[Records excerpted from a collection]
......
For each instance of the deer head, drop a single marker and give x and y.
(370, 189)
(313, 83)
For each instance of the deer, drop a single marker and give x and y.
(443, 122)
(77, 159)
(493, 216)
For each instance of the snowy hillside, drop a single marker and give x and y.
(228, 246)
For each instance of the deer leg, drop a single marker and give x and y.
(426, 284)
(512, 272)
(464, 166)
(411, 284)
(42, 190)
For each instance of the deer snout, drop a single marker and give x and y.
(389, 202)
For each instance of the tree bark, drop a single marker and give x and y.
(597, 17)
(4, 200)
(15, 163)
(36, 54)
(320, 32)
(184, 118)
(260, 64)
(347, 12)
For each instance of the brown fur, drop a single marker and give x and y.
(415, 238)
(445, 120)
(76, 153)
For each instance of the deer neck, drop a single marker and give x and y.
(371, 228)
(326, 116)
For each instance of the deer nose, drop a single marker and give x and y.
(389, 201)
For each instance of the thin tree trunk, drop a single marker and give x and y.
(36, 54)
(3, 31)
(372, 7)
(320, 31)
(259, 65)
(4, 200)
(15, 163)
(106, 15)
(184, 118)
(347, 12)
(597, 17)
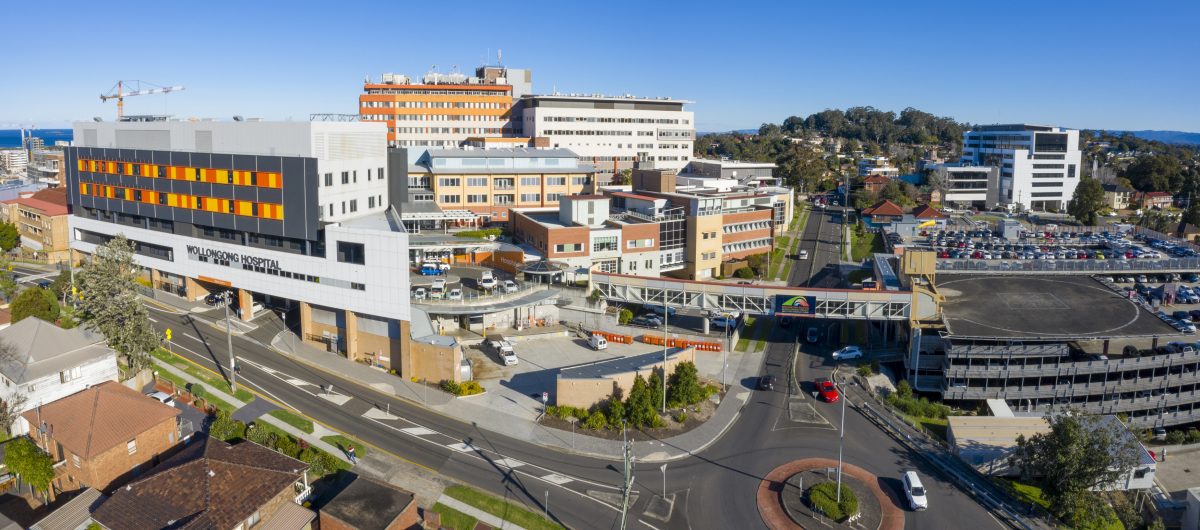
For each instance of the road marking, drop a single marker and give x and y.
(556, 479)
(511, 463)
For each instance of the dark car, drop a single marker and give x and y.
(767, 383)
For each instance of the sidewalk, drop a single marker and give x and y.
(487, 419)
(312, 439)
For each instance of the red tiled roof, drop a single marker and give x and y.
(883, 208)
(927, 212)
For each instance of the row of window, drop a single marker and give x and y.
(211, 204)
(231, 176)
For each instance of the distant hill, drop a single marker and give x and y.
(1168, 137)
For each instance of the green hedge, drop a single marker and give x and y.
(823, 499)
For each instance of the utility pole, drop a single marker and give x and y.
(629, 475)
(233, 369)
(666, 317)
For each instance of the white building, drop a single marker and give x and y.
(295, 216)
(612, 132)
(51, 362)
(1038, 166)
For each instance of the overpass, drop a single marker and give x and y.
(768, 300)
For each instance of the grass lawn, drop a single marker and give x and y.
(453, 518)
(342, 443)
(864, 245)
(502, 509)
(747, 332)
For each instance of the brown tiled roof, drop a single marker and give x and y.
(101, 417)
(927, 212)
(210, 485)
(883, 208)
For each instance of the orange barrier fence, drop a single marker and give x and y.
(615, 337)
(702, 345)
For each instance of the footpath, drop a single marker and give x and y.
(271, 333)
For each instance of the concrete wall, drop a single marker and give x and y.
(587, 392)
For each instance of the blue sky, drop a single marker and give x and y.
(1095, 64)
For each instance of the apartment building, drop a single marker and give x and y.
(480, 186)
(877, 166)
(611, 132)
(102, 435)
(292, 216)
(1038, 166)
(41, 220)
(444, 109)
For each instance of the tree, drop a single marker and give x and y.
(35, 302)
(683, 385)
(1087, 202)
(111, 303)
(30, 463)
(10, 238)
(1081, 452)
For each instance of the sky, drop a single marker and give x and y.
(1077, 64)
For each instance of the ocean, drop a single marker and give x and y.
(11, 138)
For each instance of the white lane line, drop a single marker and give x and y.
(511, 463)
(556, 479)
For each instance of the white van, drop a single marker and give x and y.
(598, 342)
(915, 491)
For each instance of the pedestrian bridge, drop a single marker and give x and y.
(768, 300)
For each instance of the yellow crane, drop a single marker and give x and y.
(119, 92)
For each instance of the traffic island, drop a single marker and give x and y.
(785, 497)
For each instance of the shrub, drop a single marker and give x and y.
(624, 317)
(595, 421)
(823, 499)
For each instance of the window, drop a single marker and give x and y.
(348, 252)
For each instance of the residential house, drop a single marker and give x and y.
(874, 184)
(366, 504)
(1155, 199)
(102, 435)
(883, 212)
(1116, 196)
(213, 485)
(48, 362)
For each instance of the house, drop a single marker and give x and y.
(366, 504)
(987, 441)
(873, 184)
(213, 485)
(102, 435)
(1116, 196)
(1155, 199)
(47, 362)
(883, 212)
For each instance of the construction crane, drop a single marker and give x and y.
(119, 94)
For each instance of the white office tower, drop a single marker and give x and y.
(1039, 166)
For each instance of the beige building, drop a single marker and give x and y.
(589, 384)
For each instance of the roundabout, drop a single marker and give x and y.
(784, 497)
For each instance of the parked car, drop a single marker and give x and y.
(847, 353)
(828, 391)
(915, 491)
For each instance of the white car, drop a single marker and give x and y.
(847, 353)
(915, 491)
(163, 397)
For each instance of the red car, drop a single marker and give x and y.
(828, 391)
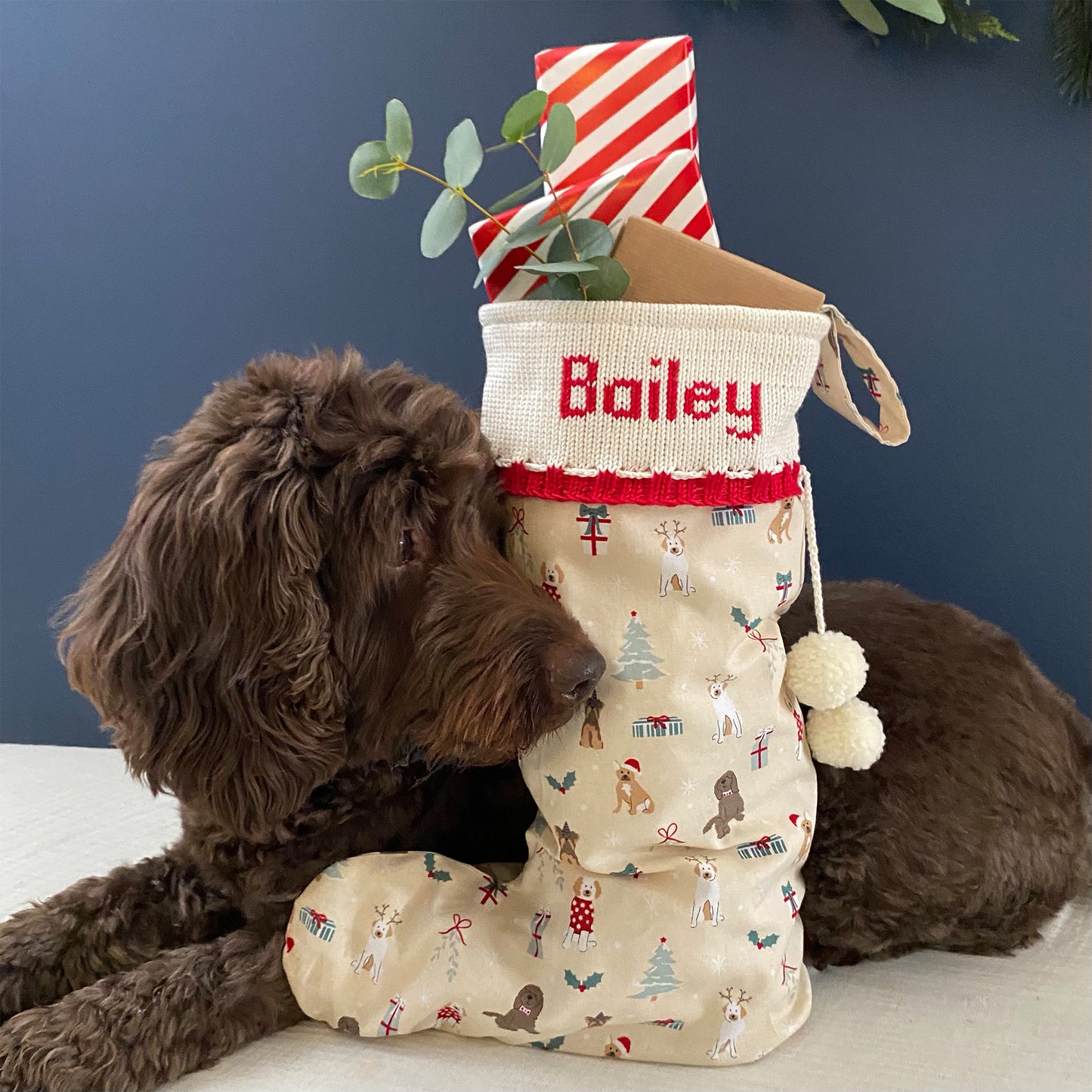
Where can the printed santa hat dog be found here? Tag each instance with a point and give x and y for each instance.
(670, 429)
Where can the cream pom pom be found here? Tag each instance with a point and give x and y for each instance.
(826, 670)
(849, 735)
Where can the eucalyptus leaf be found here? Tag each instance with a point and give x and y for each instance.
(462, 156)
(515, 196)
(592, 238)
(594, 194)
(531, 232)
(566, 287)
(376, 184)
(561, 137)
(927, 9)
(444, 224)
(610, 281)
(488, 262)
(868, 14)
(523, 116)
(558, 268)
(399, 130)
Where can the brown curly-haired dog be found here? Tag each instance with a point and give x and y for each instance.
(972, 829)
(306, 633)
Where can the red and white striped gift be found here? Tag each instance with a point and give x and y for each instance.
(637, 125)
(667, 188)
(631, 101)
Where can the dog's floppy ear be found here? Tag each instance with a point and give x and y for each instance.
(203, 637)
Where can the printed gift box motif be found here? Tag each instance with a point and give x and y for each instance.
(761, 846)
(732, 515)
(317, 924)
(664, 725)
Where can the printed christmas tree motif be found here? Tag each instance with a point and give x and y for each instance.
(768, 942)
(565, 784)
(783, 584)
(636, 660)
(542, 858)
(551, 1044)
(449, 1016)
(750, 628)
(590, 983)
(449, 946)
(660, 977)
(432, 873)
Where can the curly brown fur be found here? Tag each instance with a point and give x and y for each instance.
(305, 631)
(972, 830)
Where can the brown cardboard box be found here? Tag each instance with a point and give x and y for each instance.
(667, 267)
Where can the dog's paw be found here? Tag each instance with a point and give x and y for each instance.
(35, 1060)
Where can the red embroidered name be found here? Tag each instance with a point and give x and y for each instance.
(631, 399)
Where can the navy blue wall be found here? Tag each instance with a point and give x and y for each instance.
(175, 201)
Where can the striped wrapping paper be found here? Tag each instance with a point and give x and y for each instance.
(667, 188)
(631, 101)
(636, 153)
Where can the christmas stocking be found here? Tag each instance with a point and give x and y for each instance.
(651, 456)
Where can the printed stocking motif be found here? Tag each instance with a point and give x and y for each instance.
(657, 917)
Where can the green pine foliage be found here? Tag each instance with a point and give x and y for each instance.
(1072, 32)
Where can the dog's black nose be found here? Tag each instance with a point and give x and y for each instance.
(574, 673)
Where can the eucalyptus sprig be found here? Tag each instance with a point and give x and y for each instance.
(578, 262)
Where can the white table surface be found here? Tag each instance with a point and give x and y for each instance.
(928, 1021)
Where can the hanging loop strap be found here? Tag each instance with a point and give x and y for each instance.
(830, 385)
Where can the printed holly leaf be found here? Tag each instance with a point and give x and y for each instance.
(549, 1044)
(434, 873)
(739, 617)
(565, 784)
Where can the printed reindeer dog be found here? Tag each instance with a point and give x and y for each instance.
(679, 911)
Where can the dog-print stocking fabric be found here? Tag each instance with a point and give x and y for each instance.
(657, 917)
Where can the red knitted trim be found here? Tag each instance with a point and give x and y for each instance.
(660, 490)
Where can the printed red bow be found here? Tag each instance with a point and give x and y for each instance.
(460, 924)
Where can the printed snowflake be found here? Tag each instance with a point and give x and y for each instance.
(718, 962)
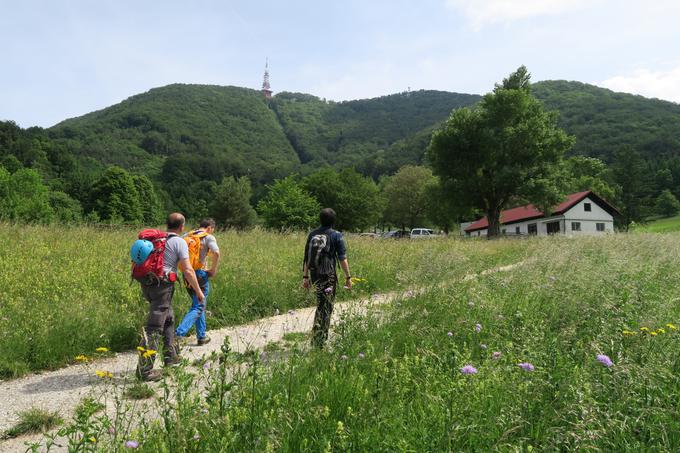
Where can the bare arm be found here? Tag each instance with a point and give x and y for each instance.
(214, 262)
(188, 271)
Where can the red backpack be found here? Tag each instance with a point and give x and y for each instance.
(151, 270)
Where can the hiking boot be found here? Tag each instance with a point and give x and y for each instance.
(173, 361)
(204, 340)
(152, 376)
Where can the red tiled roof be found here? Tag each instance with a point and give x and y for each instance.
(529, 212)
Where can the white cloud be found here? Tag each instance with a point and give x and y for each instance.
(486, 12)
(655, 84)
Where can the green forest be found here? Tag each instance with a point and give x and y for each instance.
(223, 151)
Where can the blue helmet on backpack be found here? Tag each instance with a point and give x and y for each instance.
(141, 250)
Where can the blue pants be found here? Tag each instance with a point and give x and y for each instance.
(196, 314)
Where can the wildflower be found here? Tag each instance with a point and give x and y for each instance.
(604, 360)
(468, 369)
(526, 366)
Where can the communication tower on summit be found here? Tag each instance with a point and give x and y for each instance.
(266, 88)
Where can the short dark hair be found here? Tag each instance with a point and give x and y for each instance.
(207, 222)
(327, 217)
(175, 221)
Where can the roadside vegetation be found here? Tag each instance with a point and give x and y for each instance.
(576, 349)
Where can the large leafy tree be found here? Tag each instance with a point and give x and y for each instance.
(288, 206)
(406, 196)
(231, 207)
(508, 147)
(356, 199)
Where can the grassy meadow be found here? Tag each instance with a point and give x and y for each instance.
(576, 350)
(67, 290)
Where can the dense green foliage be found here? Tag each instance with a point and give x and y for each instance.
(507, 147)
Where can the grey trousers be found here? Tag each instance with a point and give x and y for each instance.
(160, 324)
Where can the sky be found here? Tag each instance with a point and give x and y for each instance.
(61, 59)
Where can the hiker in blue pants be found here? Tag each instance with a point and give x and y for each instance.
(206, 247)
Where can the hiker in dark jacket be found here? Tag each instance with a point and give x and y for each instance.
(325, 247)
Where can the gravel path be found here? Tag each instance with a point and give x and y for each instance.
(62, 390)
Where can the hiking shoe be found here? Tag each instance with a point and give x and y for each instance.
(173, 361)
(152, 376)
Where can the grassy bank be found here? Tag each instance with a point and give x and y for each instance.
(396, 382)
(66, 291)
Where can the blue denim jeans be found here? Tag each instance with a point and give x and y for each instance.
(196, 314)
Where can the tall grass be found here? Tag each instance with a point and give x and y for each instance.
(67, 290)
(393, 381)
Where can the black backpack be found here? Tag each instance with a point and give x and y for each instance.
(321, 254)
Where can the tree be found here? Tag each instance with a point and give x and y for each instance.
(666, 204)
(631, 174)
(288, 206)
(356, 199)
(231, 206)
(406, 196)
(114, 197)
(506, 148)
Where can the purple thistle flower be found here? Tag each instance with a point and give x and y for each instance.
(526, 366)
(468, 369)
(604, 360)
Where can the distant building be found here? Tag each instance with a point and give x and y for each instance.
(580, 213)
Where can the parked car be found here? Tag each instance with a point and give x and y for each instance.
(396, 234)
(422, 233)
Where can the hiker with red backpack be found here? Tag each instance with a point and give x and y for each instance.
(156, 256)
(202, 244)
(325, 247)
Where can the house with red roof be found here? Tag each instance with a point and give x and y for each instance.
(580, 213)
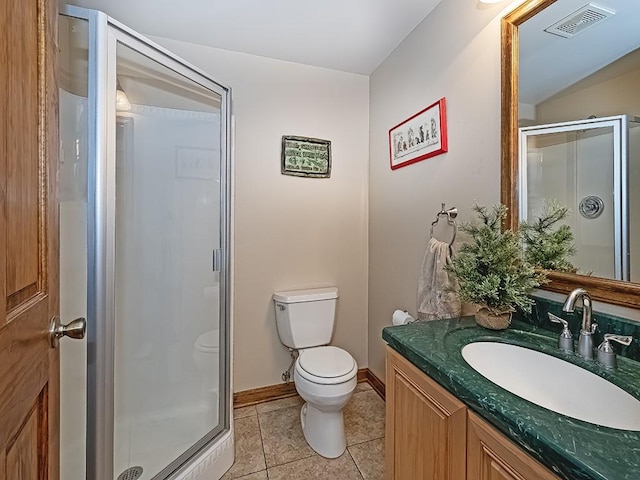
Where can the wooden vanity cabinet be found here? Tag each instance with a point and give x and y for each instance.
(425, 426)
(431, 435)
(492, 456)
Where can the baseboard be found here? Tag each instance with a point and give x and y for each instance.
(284, 390)
(376, 384)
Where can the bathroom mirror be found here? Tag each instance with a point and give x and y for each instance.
(548, 78)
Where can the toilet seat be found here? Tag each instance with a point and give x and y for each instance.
(326, 365)
(208, 342)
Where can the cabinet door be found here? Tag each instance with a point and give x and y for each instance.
(492, 456)
(425, 426)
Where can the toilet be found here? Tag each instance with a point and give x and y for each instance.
(324, 376)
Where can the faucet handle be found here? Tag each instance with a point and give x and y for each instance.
(556, 319)
(622, 339)
(606, 354)
(565, 341)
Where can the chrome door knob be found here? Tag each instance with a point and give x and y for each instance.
(74, 329)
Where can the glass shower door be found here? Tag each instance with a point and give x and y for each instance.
(167, 219)
(582, 165)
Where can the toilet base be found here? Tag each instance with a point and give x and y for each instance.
(323, 431)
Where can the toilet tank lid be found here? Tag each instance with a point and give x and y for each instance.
(308, 295)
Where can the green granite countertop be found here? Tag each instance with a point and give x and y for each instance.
(571, 448)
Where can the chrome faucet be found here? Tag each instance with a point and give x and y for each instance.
(587, 329)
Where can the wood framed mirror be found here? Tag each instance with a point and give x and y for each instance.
(626, 293)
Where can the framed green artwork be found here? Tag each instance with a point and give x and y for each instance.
(306, 157)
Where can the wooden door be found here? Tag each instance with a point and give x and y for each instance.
(29, 367)
(425, 426)
(492, 456)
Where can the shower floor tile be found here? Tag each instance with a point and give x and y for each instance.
(270, 443)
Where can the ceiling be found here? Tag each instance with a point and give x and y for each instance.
(550, 63)
(348, 35)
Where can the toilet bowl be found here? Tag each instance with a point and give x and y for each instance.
(206, 357)
(325, 377)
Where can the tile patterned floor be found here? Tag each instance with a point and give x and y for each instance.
(270, 444)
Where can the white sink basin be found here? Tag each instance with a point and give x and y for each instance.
(554, 384)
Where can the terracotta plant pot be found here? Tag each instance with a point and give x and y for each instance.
(494, 321)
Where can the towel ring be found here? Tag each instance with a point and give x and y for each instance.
(451, 214)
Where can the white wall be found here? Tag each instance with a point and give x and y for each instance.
(292, 232)
(453, 53)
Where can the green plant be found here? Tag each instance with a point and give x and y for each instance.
(547, 245)
(491, 269)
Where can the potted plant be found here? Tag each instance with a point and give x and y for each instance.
(549, 244)
(492, 271)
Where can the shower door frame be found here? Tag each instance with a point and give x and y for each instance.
(104, 35)
(620, 130)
......
§ Exercise directions
Rewrite the material from the line that contains "Where can the white wall" through the end, changing "instance" to "occurrence" wherever it occurs and keeping everything else the same.

§ Solution to this task
Where can the white wall be found here? Tag each occurrence with a point and give x and y for each occurrence.
(292, 232)
(453, 53)
Where can the green plant be found here? Tag each occurrence with a point and give x and y for each occurrence.
(547, 245)
(491, 269)
Where can the potted plant be found here? Tag each occurrence with a point and give x and y for each occurrence.
(549, 244)
(492, 271)
Where can the shower door frame be found here? Tag each occurrence with a point and give x and y for each occurrence.
(104, 35)
(620, 130)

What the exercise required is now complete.